■ Task requirements ■
Note how many lines in the following material mention "every", then give that number by itself.

■ Records for this exercise ■
━━━━

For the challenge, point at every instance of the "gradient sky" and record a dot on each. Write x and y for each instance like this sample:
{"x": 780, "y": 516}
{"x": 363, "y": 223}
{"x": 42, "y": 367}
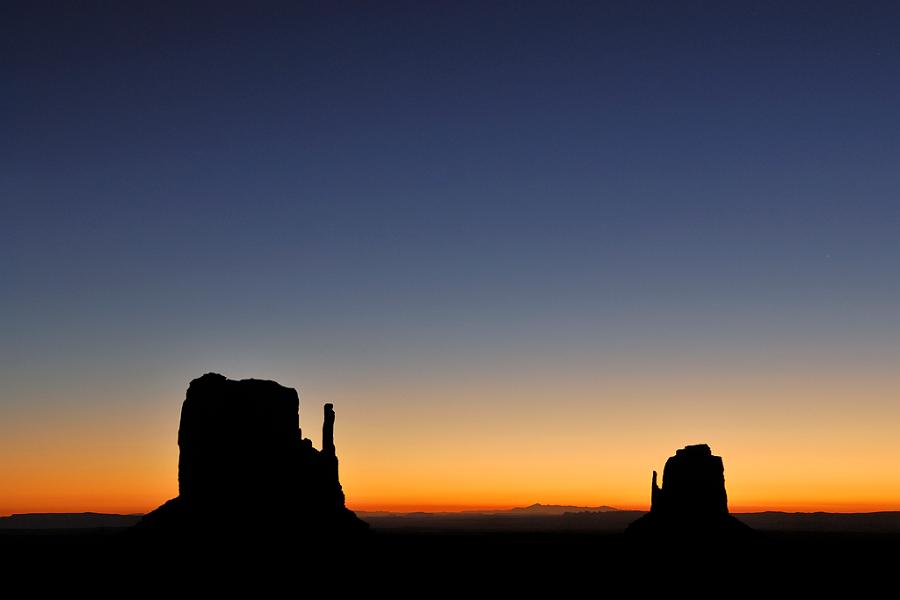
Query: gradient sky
{"x": 527, "y": 252}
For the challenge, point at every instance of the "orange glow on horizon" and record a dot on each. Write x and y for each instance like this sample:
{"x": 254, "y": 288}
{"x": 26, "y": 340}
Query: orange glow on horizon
{"x": 434, "y": 445}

━━━━

■ Exercise response ■
2